▸ **WORK ORDER**: Copy word for word the passage of the essay on disability identity starting at "The woman who" and ending at "with a disability.".

Start of TEXT

The woman who would, thank God, become my boss, friend, and role model was Marca Bristo. Several weeks and two interviews after that first interview, I was hired by Access Living as an independent living counselor and case manager. Every one of the original staff, with the exception of the staff driver, was a person with a disability.

In some ways, I was born again that day, at least in the sense of my identity. For the first time in my life, I was not the different one. I was like everyone else in the office. We all had a disability! It was the able-bodied person who came into the office or who we encountered in a meeting who was “different.” My new status was so freeing and empowering.

What an amazing sight we were going around the corner or down the street together for lunch: our group included a woman in an electric chair who had no arms and legs, as well as a woman with a significant mobility impairment who navigated her chair with her legs. There we were, walking into a dark restaurant: paraplegics and quadriplegics and me, hanging on to the back of one of the wheelchairs. For the first time in my life, I felt like I truly belonged.

As if belonging and having a great job were not enough, I was part of a team helping individual clients, advocating for a more accessible world. I had a mission! I was part of a cause and had a role in effecting change. And most important of all, I had embraced my identity as a disabled woman.

Soon my identity included other roles. While I was working at Access Living, I went to graduate school, met and married my husband, and became pregnant with my first child.

After my first son was born, I wanted to be a stay-at-home mom, so I left my job at Access Living. But by that point, I had learned to be proud of who I was and what I could accomplish — and had accomplished — as a disabled woman. By the time I had my second child, I was active in my kids’ schools, taking leadership positions. I became a leader in my community. Comfortable with my talents and strengths, I no longer hid my disability.

When I was 35, with an 8-year-old son and a 5-year-old daughter, I lost the remainder of my vision. Becoming completely blind changed me. That first year was rough and I had to learn a lot to overcome my anxiety. At times, it was overwhelming, but I found ways to cope. I had to.

Over the last 27 years since I have been completely blind, I have had a third child, married off my two oldest children, and embraced eight grandchildren. I have taken on leadership roles, serving on the boards of multiple organizations, including as president of two of them. I have become an author of two children’s books, one of which is about a young blind girl; the book teaches empathy as it depicts for young children what it feels like to be blind.

Expertly drawn in crayon. Smiling girl against pale blue backdrop: eyes closed, long brown hair, thick bangs, red t-shirt.
Michelle's book: Close Your Eyes

I have also learned to ride a horse, knit, and do ceramics. I have gone skiing, taken a hot air balloon ride, traveled the world, gone white water rafting and tried terminal velocity sky diving. I also speak in schools to a variety of ages on disability awareness. I am a proud Member of Disability Lead.

End of TEXT
Start of SOURCE MATERIAL

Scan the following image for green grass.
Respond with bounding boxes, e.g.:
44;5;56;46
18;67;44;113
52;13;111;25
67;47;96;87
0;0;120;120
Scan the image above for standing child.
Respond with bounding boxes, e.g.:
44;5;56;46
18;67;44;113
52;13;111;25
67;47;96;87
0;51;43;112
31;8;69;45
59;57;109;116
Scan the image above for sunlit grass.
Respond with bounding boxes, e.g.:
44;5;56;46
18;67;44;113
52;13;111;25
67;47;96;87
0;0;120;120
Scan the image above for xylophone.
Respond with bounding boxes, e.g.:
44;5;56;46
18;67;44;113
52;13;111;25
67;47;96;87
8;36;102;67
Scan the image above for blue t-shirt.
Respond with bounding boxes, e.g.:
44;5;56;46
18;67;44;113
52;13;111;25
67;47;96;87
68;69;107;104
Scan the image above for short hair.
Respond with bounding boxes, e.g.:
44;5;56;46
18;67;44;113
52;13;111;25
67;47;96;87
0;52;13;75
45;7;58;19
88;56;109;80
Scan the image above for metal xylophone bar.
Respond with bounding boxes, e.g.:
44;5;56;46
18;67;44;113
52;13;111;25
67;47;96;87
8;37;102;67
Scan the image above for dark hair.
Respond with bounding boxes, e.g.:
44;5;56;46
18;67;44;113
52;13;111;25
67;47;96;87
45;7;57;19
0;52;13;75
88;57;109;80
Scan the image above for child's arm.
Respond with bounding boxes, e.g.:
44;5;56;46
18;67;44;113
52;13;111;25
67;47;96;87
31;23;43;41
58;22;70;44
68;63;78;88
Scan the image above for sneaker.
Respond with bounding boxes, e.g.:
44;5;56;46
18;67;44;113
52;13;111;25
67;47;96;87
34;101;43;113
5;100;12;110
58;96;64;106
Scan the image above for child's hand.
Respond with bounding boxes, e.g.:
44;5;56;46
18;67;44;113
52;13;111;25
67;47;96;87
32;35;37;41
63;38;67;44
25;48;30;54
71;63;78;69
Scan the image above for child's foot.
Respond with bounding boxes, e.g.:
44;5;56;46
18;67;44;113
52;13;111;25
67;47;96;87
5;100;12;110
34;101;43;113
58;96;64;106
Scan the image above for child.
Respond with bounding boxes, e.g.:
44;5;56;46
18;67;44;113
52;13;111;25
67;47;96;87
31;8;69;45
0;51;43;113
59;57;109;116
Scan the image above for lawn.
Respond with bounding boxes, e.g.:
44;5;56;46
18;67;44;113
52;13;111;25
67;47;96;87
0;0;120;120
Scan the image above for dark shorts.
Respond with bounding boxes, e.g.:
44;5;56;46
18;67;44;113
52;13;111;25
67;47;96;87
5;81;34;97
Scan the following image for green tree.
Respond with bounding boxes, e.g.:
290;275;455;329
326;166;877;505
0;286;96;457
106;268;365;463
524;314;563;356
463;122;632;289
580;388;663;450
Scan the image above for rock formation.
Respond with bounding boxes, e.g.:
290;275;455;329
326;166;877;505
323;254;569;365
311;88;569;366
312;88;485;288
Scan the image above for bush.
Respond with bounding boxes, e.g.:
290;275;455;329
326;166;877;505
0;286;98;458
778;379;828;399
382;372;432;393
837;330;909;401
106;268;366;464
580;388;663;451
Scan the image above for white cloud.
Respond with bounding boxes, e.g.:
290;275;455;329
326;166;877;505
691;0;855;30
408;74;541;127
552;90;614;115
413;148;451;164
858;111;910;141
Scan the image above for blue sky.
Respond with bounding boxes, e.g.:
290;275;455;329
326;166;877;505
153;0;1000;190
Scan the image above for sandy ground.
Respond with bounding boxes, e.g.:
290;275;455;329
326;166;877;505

End of SOURCE MATERIAL

▸ **YOUR SOLUTION**:
The woman who would, thank God, become my boss, friend, and role model was Marca Bristo. Several weeks and two interviews after that first interview, I was hired by Access Living as an independent living counselor and case manager. Every one of the original staff, with the exception of the staff driver, was a person with a disability.